■ WHAT YOU ARE ASKED TO DO
Please rewrite every line of the records below, shifting each pixel coordinate in the answers by adding 150 and leaving all other lines and numbers unchanged. Leave out the pictures.
========
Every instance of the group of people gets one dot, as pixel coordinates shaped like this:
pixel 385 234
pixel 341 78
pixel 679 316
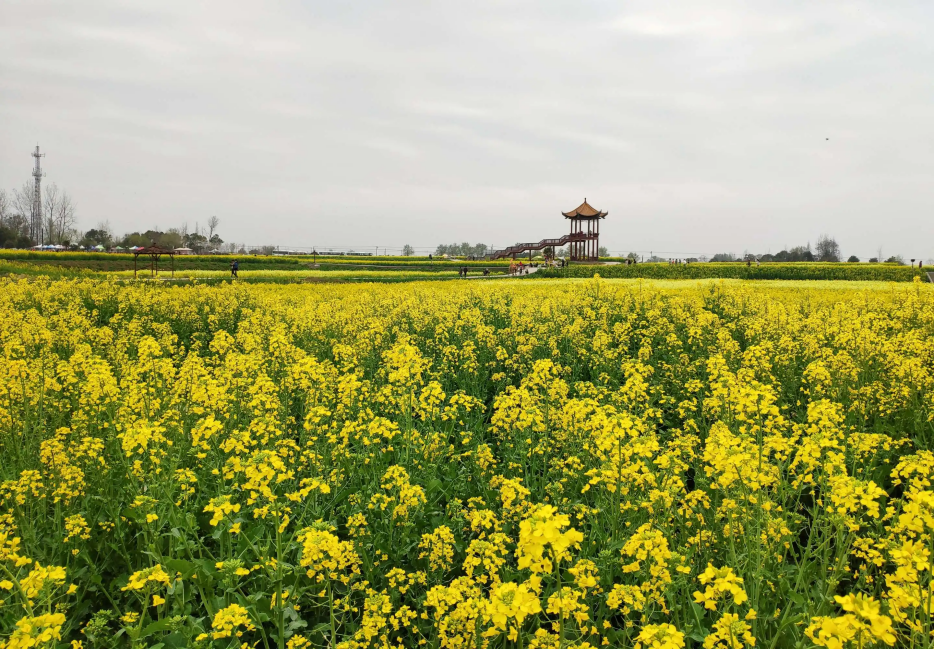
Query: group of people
pixel 462 271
========
■ SOLUTION TO THE EXERCISE
Every instance of the group of people gets one dot, as pixel coordinates shaped like this:
pixel 385 234
pixel 341 78
pixel 679 316
Query: group of people
pixel 612 421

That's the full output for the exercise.